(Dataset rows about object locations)
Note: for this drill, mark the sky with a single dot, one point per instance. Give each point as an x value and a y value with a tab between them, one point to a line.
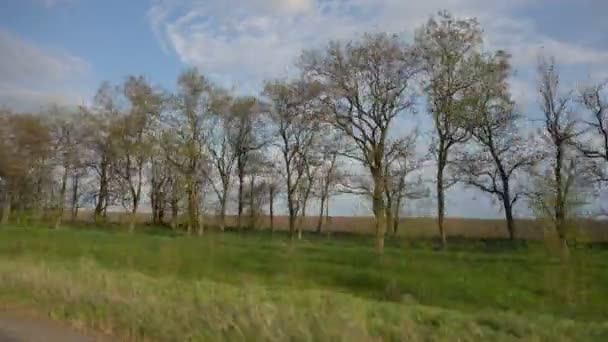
59	51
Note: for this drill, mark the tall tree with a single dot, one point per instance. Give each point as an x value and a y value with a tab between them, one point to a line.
401	162
185	140
499	152
132	141
249	137
292	113
555	194
594	142
449	49
67	143
329	174
366	84
99	121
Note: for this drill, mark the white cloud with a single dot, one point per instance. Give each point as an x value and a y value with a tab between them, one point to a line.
247	41
32	76
54	3
242	42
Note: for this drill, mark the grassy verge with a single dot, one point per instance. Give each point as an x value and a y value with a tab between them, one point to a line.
134	306
258	287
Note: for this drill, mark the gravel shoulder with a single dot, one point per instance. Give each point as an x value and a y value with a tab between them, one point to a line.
19	327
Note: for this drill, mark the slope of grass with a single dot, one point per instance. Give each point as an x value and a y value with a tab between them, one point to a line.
258	287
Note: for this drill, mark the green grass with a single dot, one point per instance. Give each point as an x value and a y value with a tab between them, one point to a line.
256	286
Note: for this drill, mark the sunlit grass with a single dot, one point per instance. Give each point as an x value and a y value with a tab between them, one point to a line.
260	287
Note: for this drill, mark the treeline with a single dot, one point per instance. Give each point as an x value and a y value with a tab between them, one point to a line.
302	139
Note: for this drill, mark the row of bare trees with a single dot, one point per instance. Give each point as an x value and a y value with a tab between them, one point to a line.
341	126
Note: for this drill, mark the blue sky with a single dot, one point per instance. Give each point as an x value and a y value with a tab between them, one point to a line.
60	50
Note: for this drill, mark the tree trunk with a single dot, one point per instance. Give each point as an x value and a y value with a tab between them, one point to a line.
133	219
379	212
396	215
75	184
103	193
174	212
161	209
192	209
223	210
64	181
6	209
38	209
240	204
560	215
252	211
271	210
441	202
327	213
510	221
292	216
321	212
154	201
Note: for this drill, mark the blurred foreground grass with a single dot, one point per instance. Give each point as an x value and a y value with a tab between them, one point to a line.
258	287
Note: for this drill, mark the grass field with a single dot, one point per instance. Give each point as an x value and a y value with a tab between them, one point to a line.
410	227
256	286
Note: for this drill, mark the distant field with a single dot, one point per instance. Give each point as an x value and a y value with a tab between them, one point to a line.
254	286
415	227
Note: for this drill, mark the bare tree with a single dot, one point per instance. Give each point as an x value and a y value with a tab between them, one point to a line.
67	142
401	162
132	141
329	174
99	121
249	137
366	84
594	142
292	113
554	194
449	48
185	139
499	151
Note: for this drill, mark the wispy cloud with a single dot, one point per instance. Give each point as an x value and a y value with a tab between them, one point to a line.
244	42
32	76
54	3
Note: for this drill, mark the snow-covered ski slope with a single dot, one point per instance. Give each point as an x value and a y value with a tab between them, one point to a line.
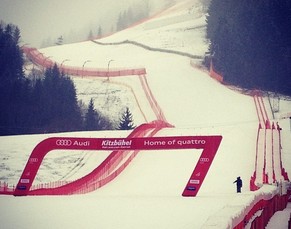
148	192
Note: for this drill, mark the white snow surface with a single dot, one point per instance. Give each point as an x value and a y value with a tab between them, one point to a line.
147	194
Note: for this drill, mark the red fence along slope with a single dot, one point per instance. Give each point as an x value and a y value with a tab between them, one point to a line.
268	164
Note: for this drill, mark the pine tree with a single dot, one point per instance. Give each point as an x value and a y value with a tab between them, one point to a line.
126	121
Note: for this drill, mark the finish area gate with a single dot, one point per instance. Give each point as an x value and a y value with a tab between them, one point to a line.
209	144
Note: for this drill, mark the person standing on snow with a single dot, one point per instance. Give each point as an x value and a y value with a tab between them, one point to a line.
238	182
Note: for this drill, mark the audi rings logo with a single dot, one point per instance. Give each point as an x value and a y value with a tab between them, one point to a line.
63	142
204	159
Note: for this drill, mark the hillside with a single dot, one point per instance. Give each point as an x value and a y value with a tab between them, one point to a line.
147	194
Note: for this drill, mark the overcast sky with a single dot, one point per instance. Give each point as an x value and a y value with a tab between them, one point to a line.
39	20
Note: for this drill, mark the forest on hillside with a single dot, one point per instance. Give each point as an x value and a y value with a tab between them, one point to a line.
43	101
250	43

**EXERCISE BRIEF:** Copy everything from the line containing "Note: for this drill, mark the overcast" down to the last of the rows, keeping the request lines unchanged and increasing every coordinate in the answers by 97.

**PROBLEM SOLUTION:**
Note: for this drill, mark the overcast sky with a single dot, one point per instance. Give each point as an x value and a y value with a tab between them, one point to a line.
136	117
Note: for this drill, mark the forest on hillside with a single dot, one point per instance. Give each point as an x value and a y value with a tab between them, one point to a line.
140	198
347	140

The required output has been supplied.